■ Exercise instructions ■
- 1) Revise the PostgreSQL VACUUM text starting at "table_name [ ( column_name" and ending at "rather the exception.", swapping "dead space" for "unused space".
- 2) For each statement below, state whether the PostgreSQL VACUUM text supports it, answering yes or no and quoting the words that decide it. (a) VACUUM usually reduces the size of a table. (b) Autovacuum wakes up once per minute to check for work. (c) Autovacuum can fork up to five worker processes.
#### Reading text ####
VACUUM [ FULL ] [ FREEZE ] [ VERBOSE ] [ ANALYZE ] [ table_and_columns [, ...] ]

where option can be one of:

    FULL [ boolean ]
    FREEZE [ boolean ]
    VERBOSE [ boolean ]
    ANALYZE [ boolean ]
    DISABLE_PAGE_SKIPPING [ boolean ]
    SKIP_LOCKED [ boolean ]
    INDEX_CLEANUP [ boolean ]
    TRUNCATE [ boolean ]
    PARALLEL integer

and table_and_columns is:

    table_name [ ( column_name [, ...] ) ]

URL: https://www.postgresql.org/docs/13/sql-vacuum.html

VACUUM will visit all of the pages that potentially contain modifications and find all the dead space. The free space that's found is then tracked by the free space map (FSM) of the relation.

Note that VACUUM will, in most cases, not shrink the size of a table. Instead, it will track and find free space inside existing storage files.

Tables will usually have the same size after VACUUM. If there are no valid rows at the end of a table, file sizes can go down, although this is rare. This is not the rule, but rather the exception.

What this means to end users will be outlined in the Watching VACUUM at work subsection of this chapter.

Configuring VACUUM and autovacuum

Back in the early days of PostgreSQL projects, people had to run VACUUM manually. Fortunately, those days are long gone. Nowadays, administrators can rely on a tool called autovacuum, which is part of the PostgreSQL server infrastructure. It automatically takes care of cleanup and works in the background. It wakes up once per minute (see autovacuum_naptime = 1 in postgresql.conf) and checks whether there is work to do. If there is work, autovacuum will fork up to three worker processes (see autovacuum_max_workers in postgresql.conf).
#### Supplied information ####
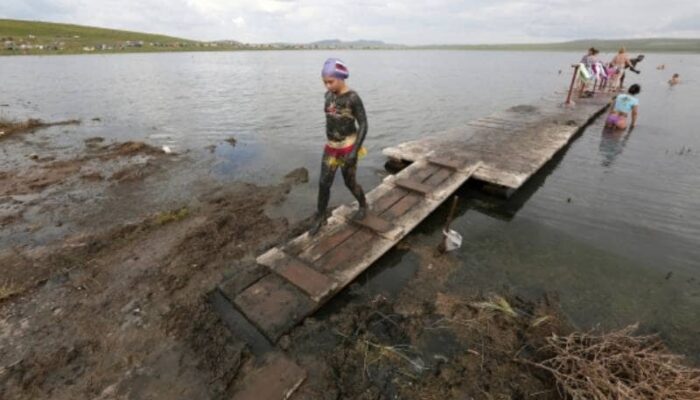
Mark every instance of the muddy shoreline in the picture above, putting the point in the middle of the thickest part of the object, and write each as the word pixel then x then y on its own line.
pixel 117 308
####
■ Answers for this exercise ■
- 1)
table_name [ ( column_name [, ...] ) ]

URL: https://www.postgresql.org/docs/13/sql-vacuum.html

VACUUM will visit all of the pages that potentially contain modifications and find all the unused space. The free space that's found is then tracked by the free space map (FSM) of the relation.

Note that VACUUM will, in most cases, not shrink the size of a table. Instead, it will track and find free space inside existing storage files.

Tables will usually have the same size after VACUUM. If there are no valid rows at the end of a table, file sizes can go down, although this is rare. This is not the rule, but rather the exception.

- 2)
(a) No: "Note that VACUUM will, in most cases, not shrink the size of a table."
(b) Yes: "It wakes up once per minute"
(c) No: "autovacuum will fork up to three worker processes"